§ Estratto del documento
++++++++
Stop ai lavori all’aperto nelle ore più calde della giornata: è stata firmata questa mattina, dal presidente della Regione Michele de Pascale, l’ordinanza “calore”. Il provvedimento, approvato dalla Giunta regionale con un mese di anticipo rispetto allo scorso anno, interviene regolamentando l’attività di diversi settori con l’obiettivo di garantirne la sicurezza dei lavoratori e prevenire malori sui luoghi di lavoro.
A partire da oggi, 3 giugno, e fino al 15 settembre nei giorni indicati a rischio “Alto” dalla mappa di Worklimate sarà vietato lavorare in condizioni di esposizione prolungata al sole dalle 12.30 alle 16 in ambito agricolo e florovivaistico, nei cantieri edili e nei piazzali della logistica. Da quest’anno il divieto comprenderà anche il lavoro nelle cave e i rider, per la consegna merci con mezzi a pedalata anche assistita. In questo caso, la parte organizzatrice deve provvedere ad inserire il rischio calore nei parametri di calcolo di tempi di consegna e distanza massime di percorrenza, anche intervenendo sul proprio algoritmo se il lavoro è organizzato tramite piattaforma digitale.
++++++++
§ Istruzioni
**1.** Estragga dal testo sull'ordinanza regionale per il caldo il passo che va da "A partire da" fino a "tramite piattaforma digitale.".
**2.** Traduca in inglese la seguente frase del testo sull'ordinanza regionale per il caldo: "Da quest’anno il divieto comprenderà anche il lavoro nelle cave e i rider, per la consegna merci con mezzi a pedalata anche assistita."
**3.** Prosegua il testo sull'ordinanza regionale per il caldo dal punto in cui si interrompe.

§ Righe fornite
++++++++
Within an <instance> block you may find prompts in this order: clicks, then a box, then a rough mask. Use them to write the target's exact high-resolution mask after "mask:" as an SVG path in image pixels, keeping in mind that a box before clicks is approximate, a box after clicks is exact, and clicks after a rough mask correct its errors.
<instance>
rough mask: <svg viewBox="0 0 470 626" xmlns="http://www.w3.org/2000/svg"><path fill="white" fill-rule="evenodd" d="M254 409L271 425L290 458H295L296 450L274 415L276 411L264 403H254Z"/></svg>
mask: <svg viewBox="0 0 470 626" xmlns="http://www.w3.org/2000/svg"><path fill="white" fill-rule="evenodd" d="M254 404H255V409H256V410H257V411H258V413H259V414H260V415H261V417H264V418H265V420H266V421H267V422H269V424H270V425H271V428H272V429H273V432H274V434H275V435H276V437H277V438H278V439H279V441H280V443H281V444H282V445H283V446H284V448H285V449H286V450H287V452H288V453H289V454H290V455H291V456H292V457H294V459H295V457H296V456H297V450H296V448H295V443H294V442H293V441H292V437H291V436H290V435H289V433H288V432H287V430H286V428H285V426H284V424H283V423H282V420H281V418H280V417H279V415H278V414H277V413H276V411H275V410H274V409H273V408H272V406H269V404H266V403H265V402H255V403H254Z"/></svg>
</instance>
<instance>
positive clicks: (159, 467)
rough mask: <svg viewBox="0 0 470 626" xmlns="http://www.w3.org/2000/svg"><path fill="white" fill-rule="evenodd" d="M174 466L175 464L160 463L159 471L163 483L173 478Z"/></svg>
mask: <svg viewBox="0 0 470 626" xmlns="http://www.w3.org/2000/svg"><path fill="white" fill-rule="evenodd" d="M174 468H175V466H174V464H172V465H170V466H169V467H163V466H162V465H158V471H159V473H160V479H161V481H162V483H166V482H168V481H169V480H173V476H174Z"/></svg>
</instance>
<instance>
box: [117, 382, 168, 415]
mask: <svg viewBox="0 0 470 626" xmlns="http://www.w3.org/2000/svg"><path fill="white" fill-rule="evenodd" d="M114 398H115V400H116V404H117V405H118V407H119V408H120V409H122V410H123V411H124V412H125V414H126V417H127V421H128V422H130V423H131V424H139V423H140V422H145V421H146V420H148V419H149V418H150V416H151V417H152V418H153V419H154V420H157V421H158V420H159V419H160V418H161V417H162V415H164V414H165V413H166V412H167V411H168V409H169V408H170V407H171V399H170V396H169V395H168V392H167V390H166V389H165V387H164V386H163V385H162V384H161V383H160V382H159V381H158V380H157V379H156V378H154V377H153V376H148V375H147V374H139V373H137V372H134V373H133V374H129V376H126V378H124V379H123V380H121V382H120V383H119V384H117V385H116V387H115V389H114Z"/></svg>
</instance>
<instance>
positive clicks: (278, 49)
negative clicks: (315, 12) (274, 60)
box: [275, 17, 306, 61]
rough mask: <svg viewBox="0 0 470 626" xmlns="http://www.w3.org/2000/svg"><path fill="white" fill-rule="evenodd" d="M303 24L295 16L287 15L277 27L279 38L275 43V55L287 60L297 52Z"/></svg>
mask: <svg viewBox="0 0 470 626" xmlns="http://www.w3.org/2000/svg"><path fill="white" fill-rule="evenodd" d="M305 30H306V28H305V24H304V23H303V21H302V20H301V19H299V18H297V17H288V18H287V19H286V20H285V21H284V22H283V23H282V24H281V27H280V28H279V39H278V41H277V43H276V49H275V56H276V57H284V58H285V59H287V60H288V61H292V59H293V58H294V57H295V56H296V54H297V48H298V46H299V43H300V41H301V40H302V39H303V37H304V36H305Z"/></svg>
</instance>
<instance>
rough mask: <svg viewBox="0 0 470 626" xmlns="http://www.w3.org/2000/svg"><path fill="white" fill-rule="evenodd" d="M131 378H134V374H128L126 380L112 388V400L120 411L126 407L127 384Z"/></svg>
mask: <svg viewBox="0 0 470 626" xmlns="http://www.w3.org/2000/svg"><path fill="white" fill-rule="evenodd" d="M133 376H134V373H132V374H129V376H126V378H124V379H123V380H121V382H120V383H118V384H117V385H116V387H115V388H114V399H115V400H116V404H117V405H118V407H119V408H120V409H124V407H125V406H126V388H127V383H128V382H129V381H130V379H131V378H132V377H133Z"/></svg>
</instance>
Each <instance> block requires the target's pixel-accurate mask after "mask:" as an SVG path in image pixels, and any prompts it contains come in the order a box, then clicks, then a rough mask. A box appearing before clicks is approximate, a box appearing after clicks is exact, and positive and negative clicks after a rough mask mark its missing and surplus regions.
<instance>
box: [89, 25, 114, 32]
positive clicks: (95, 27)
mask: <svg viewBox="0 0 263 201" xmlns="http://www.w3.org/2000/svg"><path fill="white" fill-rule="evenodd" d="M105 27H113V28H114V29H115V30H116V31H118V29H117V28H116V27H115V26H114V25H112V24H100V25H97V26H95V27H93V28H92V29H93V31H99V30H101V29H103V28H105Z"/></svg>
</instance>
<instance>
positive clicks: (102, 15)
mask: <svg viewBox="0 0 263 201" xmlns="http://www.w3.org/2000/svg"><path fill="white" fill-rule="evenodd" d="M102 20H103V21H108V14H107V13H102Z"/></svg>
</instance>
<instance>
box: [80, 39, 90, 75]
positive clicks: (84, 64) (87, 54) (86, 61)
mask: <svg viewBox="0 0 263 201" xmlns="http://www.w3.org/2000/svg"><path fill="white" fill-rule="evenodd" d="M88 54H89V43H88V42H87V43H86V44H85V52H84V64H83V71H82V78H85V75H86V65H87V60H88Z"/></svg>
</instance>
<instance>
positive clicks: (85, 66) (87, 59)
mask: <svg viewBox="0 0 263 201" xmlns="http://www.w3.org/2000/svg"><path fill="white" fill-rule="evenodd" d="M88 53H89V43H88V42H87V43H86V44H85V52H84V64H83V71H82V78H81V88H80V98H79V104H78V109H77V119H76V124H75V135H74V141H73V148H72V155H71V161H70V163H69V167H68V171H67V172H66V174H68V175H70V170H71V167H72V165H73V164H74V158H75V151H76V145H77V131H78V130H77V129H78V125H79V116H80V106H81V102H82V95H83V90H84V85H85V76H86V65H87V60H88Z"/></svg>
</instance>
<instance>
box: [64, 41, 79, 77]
++++++++
§ Risposte ai compiti
**1.**
A partire da oggi, 3 giugno, e fino al 15 settembre nei giorni indicati a rischio “Alto” dalla mappa di Worklimate sarà vietato lavorare in condizioni di esposizione prolungata al sole dalle 12.30 alle 16 in ambito agricolo e florovivaistico, nei cantieri edili e nei piazzali della logistica. Da quest’anno il divieto comprenderà anche il lavoro nelle cave e i rider, per la consegna merci con mezzi a pedalata anche assistita. In questo caso, la parte organizzatrice deve provvedere ad inserire il rischio calore nei parametri di calcolo di tempi di consegna e distanza massime di percorrenza, anche intervenendo sul proprio algoritmo se il lavoro è organizzato tramite piattaforma digitale.

**2.** Starting this year, the ban will also cover work in quarries and riders delivering goods by bicycle, including pedal-assisted ones.

**3.**
Tra le novità anche l’anticipo e il posticipo di un’ora dei lavori dei cantieri edili e affini all’aperto, sempre nel periodo compreso dall’ordinanza: si potranno svolgere attività rumorose temporanee in deroga ai regolamenti comunali. I sindaci e le sindache potranno ovviamente emettere proprie ordinanze.
La mancata osservanza degli obblighi indicati dall’ordinanza comporterà le sanzioni previste per legge (art. 650 c.p.) e rischia di costituirsi reato. Il testo integrale dell’ordinanza sarà diffuso sul sito della Regione Emilia-Romagna. La mappa delle aree a rischio di Worklimate invece è disponibile grazie al progetto Worklimate di Inail-Cnr, realizzato su scala nazionale proprio al fine di tutelare i lavoratori esposti alle attività fisiche più intense.
«L’ordinanza in vigore da oggi in tutta la Regione ha l’obiettivo di offrire a tutti lavoratori il massimo strumento di protezione dai cambiamenti climatici. Sarà vietato lavorare dalle 12.30 alle 16, a meno che non vengano messe in campo tutte le misure per farlo in piena sicurezza – afferma l’assessore regionale al Lavoro, Giovanni Paglia – La misura, ad eccezione dei comuni turistici della costa per cui vigono regole diverse, lascia comunque la possibilità a sindache e sindaci di intervenire con proprie ordinanze».